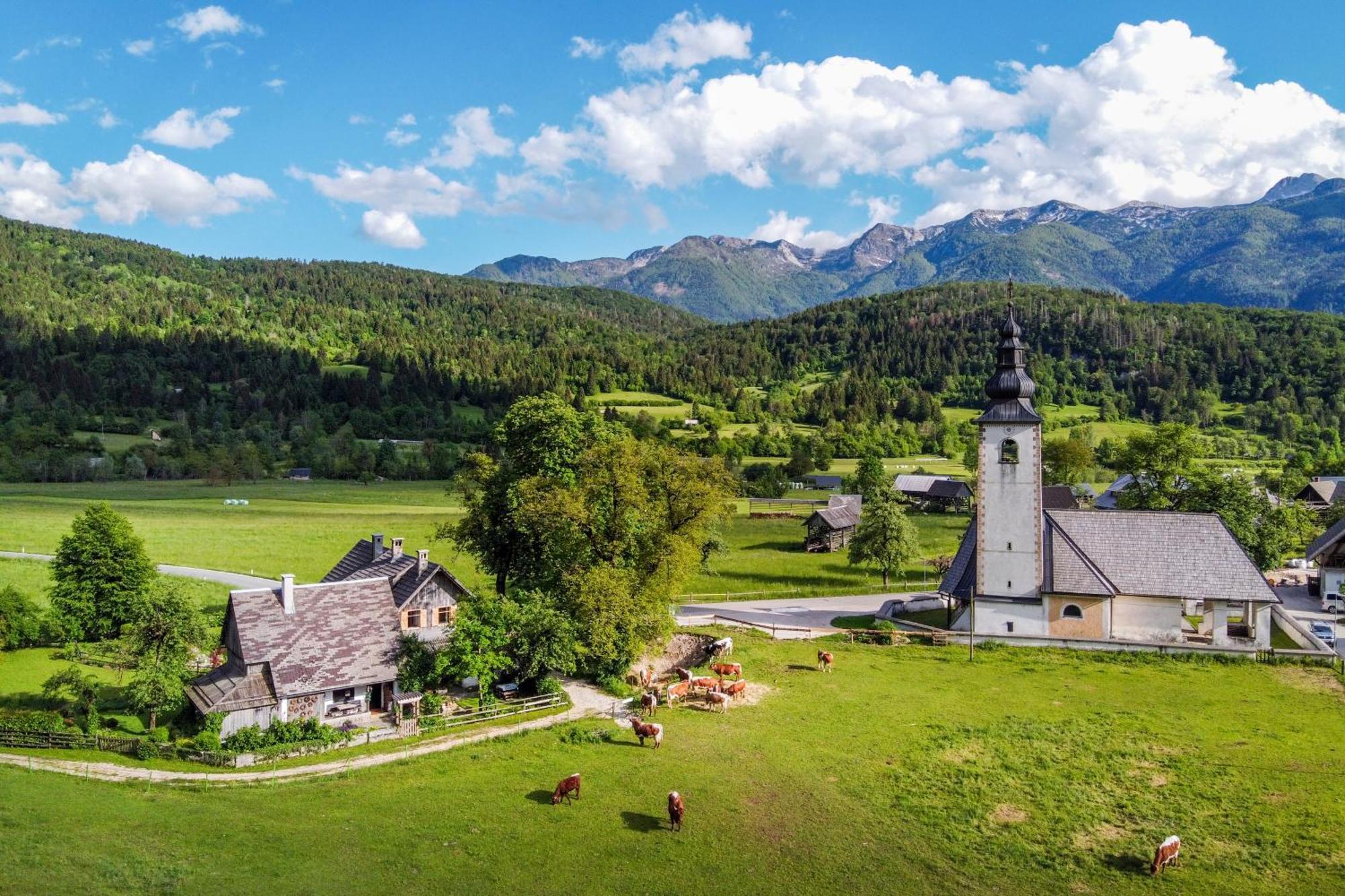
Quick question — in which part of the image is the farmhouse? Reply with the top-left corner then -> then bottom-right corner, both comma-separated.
1307,520 -> 1345,598
940,305 -> 1279,647
892,474 -> 971,507
187,534 -> 468,737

-=-=-=-=-

Task to carry out: Recast the material above as a JSON list of strings with one string per line, skipping any blank lines and leaving the pictures out.

Solution for this task:
[
  "Quick question — in which part of the image is the farmhouse? Reply with the top-left corner then -> then bottom-right corner, both comma-separated.",
  "1307,520 -> 1345,598",
  "940,305 -> 1279,647",
  "892,474 -> 971,507",
  "187,534 -> 468,737"
]